The Configuration YAML

Properties-Based Annotation

Properties' scores play a crucial role in evaluating interactions. The structure for property-based annotation includes the following key options:

Annotation: The label assigned to samples that meet the specified conditions.
Relation Between Conditions: Determines whether all conditions (AND) or any condition (OR) must be satisfied.
Operator: Defines how conditions are evaluated. This includes greater than (GT), greater equal (GE), less than (LT), and less equal (LE) for numerical properties, as well as equality (EQ), inequality (NEQ), membership in a set (IN, NIN), and overlap between sets (OVERLAP) for categorical properties.
Value: The specific value to which the operator is applied. For example, for the GE operator, the value can be seen as a threshold, while for the IN operator, you would provide a set or list of values.

Example 1: The block shown below labels any samples as 'bad' if they meet at least one property condition. For instance, if the 'Toxicity' score of the output is greater than or equal to 0.96, the interaction is annotated as bad.

  - type: property
    annotation: bad
    relation_between_conditions: OR
    conditions:
    - property_name: Grounded in Context
      operator: LE
      value: 0.1
    - property_name: Toxicity
      operator: GE
      value: 0.96
    - property_name: PII Risk
      operator: GT
      value: 0.5

Example 2: The block shown below labels any samples as 'bad' if they meet both property conditions. For instance, if the 'Text Quality' score of the output is lower than or equal to 2, and the property column_name is neither 'country' or 'city', then the interaction is annotated as 'bad.'

  - type: property
    annotation: bad
    relation_between_conditions: AND
    conditions:
    - property_name: Text Quality
      operator: LE
      value: 2
    - property_name: column_name
      operator: NIN
      value: ['country', 'city']

Similarity-Based Annotation

Using the similarity mechanism is useful for auto annotation of an evaluation set during regression testing. The similarity score ranges from 0 to 1 (1 being identical outputs) and is calculated between the output of a new sample and the output of previously annotated samples with the same user interaction id, if such samples exist.

● Extracted entries
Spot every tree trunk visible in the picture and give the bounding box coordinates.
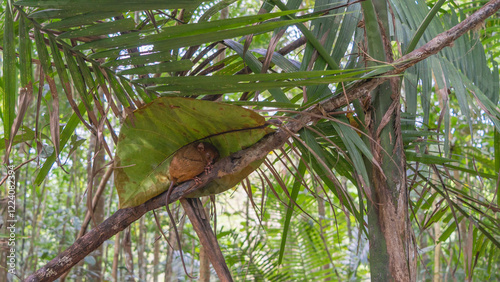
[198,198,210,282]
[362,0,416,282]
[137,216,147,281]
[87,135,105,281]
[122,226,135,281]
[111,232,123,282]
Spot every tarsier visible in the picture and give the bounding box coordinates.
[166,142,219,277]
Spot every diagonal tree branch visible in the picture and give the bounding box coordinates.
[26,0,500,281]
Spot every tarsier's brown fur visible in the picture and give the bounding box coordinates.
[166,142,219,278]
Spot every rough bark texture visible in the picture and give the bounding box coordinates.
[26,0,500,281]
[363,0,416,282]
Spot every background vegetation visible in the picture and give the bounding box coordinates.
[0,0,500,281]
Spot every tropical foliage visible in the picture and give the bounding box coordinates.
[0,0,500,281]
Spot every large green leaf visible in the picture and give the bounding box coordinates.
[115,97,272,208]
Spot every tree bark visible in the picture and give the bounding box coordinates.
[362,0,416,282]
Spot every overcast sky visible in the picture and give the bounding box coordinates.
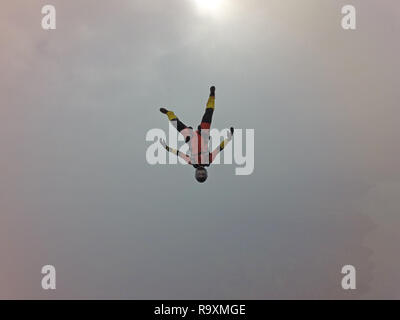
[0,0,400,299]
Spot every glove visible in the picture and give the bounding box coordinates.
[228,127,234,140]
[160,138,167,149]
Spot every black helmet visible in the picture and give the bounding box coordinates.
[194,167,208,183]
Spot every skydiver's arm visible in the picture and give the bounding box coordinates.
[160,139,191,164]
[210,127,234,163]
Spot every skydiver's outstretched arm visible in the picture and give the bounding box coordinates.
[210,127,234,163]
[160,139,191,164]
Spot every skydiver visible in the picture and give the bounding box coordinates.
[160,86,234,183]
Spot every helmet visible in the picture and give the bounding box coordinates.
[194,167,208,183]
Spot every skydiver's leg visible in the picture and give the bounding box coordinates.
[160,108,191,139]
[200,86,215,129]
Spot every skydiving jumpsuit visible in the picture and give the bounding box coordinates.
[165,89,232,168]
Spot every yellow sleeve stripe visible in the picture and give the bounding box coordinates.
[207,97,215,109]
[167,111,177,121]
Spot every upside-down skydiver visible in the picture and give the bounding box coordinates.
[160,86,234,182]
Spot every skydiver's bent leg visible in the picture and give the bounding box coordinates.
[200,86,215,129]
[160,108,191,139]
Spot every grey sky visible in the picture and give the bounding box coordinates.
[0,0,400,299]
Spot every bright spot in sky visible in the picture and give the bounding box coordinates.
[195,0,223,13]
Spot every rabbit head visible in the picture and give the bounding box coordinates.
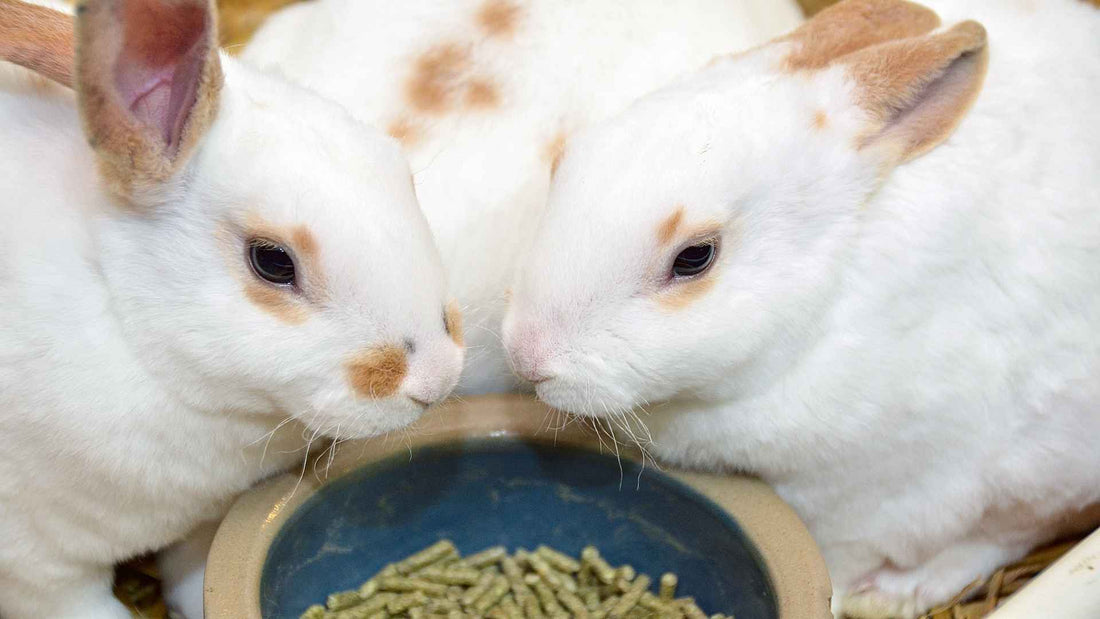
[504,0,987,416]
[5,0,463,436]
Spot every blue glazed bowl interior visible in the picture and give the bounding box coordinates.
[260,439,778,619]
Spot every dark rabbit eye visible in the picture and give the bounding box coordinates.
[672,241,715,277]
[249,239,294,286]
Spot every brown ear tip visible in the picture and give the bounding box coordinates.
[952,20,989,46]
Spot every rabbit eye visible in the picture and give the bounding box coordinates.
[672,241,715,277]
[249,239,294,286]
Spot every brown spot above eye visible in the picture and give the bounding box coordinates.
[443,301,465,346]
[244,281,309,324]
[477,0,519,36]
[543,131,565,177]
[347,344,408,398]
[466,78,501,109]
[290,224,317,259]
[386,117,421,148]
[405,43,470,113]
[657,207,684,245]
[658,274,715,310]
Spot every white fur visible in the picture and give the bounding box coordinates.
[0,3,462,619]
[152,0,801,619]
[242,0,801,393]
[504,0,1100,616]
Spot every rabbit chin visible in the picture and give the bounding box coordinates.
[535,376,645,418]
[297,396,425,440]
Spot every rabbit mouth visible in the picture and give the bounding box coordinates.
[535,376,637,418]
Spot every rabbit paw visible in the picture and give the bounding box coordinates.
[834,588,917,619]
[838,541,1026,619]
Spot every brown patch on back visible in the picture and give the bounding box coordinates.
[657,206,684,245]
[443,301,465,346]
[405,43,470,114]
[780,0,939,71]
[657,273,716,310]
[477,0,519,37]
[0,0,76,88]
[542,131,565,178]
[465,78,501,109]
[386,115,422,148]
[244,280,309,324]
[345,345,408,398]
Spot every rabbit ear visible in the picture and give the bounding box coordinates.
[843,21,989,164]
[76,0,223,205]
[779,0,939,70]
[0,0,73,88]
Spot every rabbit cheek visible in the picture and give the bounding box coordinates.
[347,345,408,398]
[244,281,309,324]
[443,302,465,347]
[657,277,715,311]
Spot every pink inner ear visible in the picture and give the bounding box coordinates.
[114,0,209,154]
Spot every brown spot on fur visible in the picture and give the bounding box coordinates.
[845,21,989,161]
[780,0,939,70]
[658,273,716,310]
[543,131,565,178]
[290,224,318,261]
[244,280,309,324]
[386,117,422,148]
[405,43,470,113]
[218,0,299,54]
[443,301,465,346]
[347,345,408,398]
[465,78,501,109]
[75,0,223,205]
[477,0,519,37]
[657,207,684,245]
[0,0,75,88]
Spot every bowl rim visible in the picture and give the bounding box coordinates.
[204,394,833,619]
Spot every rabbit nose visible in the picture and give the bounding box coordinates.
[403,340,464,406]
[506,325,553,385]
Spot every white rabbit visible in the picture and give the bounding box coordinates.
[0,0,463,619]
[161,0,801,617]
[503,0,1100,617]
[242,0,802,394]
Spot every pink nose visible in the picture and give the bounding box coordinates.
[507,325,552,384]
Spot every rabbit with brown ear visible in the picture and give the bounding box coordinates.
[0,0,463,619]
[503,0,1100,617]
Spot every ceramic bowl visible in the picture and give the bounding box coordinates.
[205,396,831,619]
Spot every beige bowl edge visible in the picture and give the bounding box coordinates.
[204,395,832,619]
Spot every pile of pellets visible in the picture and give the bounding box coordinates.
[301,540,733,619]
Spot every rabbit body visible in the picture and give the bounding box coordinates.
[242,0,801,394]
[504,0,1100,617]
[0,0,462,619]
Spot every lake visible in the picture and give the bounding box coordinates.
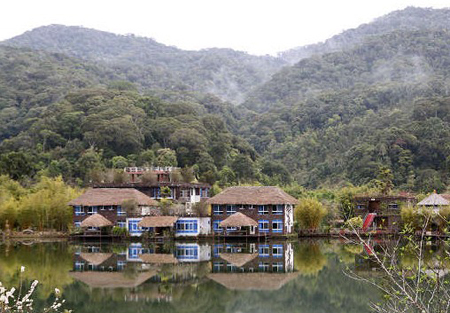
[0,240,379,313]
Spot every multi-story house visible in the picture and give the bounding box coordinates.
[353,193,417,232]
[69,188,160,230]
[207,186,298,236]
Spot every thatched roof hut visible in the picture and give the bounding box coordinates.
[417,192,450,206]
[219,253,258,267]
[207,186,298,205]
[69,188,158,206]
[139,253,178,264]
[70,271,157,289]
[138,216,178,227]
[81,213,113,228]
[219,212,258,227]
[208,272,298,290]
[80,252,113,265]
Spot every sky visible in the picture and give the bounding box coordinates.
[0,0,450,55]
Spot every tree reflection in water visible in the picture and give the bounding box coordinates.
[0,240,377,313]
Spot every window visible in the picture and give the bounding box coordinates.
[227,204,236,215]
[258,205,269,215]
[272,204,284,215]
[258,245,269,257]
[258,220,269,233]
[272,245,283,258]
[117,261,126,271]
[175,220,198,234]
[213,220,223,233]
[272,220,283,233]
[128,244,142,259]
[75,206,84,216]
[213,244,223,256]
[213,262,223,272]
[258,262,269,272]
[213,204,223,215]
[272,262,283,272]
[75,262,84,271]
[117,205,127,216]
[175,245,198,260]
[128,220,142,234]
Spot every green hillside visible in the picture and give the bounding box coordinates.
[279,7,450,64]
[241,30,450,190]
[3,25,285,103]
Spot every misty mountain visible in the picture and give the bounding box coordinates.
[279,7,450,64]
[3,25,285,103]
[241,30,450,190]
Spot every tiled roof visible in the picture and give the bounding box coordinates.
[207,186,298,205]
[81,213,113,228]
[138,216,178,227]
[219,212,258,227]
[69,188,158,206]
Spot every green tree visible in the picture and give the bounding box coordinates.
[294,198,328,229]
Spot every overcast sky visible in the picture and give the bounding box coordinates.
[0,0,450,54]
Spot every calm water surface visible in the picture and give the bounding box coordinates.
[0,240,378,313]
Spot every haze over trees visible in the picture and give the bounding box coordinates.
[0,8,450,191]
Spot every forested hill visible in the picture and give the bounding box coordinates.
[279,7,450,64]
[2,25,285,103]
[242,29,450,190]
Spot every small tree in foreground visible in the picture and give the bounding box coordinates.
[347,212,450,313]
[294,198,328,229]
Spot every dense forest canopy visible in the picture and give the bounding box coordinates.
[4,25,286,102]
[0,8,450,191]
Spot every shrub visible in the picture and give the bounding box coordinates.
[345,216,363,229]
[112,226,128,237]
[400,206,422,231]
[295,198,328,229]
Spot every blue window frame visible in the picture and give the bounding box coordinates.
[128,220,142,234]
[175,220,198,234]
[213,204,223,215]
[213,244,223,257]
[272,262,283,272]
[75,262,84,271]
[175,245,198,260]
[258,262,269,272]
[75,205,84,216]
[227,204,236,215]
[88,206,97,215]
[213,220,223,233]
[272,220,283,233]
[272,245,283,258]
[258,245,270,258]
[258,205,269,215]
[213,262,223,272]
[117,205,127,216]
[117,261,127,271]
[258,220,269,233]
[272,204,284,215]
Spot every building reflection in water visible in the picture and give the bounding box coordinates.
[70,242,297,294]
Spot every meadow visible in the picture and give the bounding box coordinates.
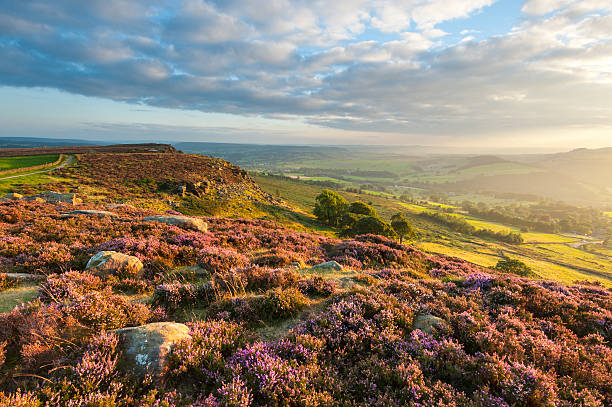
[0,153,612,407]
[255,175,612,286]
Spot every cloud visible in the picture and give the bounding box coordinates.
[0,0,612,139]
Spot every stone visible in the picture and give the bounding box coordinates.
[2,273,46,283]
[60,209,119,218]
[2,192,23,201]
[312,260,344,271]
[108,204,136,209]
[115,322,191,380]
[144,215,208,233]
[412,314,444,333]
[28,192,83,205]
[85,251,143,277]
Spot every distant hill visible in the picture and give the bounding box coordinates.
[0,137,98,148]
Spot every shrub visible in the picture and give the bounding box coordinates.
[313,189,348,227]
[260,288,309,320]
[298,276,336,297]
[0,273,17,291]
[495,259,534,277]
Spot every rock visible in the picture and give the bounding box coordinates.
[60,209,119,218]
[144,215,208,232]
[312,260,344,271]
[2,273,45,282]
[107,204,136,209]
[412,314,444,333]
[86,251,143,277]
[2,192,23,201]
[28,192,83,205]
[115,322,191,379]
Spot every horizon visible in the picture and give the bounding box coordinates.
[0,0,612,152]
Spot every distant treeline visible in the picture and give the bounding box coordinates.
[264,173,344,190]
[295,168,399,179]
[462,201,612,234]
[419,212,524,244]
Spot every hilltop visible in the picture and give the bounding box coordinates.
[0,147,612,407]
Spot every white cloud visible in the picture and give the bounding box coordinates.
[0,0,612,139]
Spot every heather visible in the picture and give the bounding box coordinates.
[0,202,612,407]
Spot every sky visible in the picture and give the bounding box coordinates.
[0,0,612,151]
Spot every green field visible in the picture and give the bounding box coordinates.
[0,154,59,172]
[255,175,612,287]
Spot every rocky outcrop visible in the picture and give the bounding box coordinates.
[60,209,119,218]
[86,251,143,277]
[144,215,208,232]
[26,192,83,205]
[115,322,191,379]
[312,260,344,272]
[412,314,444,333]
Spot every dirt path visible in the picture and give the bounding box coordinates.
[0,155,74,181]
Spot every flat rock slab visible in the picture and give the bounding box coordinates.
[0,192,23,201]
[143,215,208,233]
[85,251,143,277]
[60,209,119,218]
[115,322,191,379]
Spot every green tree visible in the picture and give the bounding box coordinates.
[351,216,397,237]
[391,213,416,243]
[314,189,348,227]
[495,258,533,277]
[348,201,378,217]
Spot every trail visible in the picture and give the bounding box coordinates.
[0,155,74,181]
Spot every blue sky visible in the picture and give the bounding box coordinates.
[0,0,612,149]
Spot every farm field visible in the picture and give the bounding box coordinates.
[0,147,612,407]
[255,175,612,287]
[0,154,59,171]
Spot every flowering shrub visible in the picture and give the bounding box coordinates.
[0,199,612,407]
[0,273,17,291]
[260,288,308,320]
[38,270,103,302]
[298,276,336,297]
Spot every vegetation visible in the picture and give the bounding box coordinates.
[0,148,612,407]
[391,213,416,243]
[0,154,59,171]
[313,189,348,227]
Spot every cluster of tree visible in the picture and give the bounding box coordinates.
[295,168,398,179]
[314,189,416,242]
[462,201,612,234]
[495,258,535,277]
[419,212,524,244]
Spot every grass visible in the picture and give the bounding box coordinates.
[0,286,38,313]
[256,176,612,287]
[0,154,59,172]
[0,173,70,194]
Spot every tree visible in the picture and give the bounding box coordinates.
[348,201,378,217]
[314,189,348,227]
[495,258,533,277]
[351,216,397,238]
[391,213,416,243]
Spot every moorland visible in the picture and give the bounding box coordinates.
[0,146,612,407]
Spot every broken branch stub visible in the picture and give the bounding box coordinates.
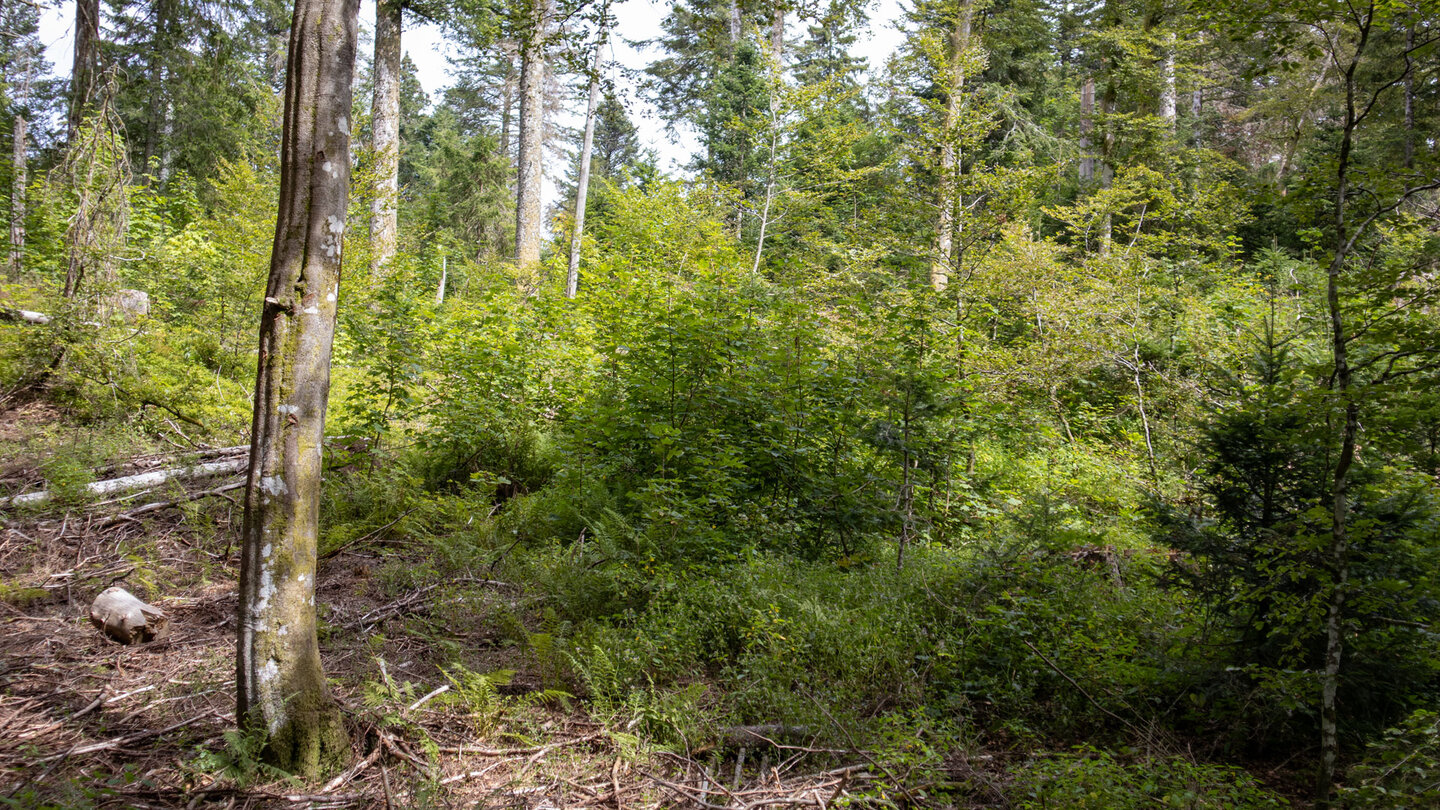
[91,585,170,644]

● Task brief
Quote the configuration YAML text word for word from "Properties' scores play" to "must be satisfied.". These entries were drawn from a different source than the configuration YAML text.

● Answer
Properties' scores play a crucial role in evaluating interactions. The structure for property-based annotation includes the following key options:

Annotation: The label assigned to samples that meet the specified conditions.
Relation Between Conditions: Determines whether all conditions (AND) or any condition (OR) must be satisfied.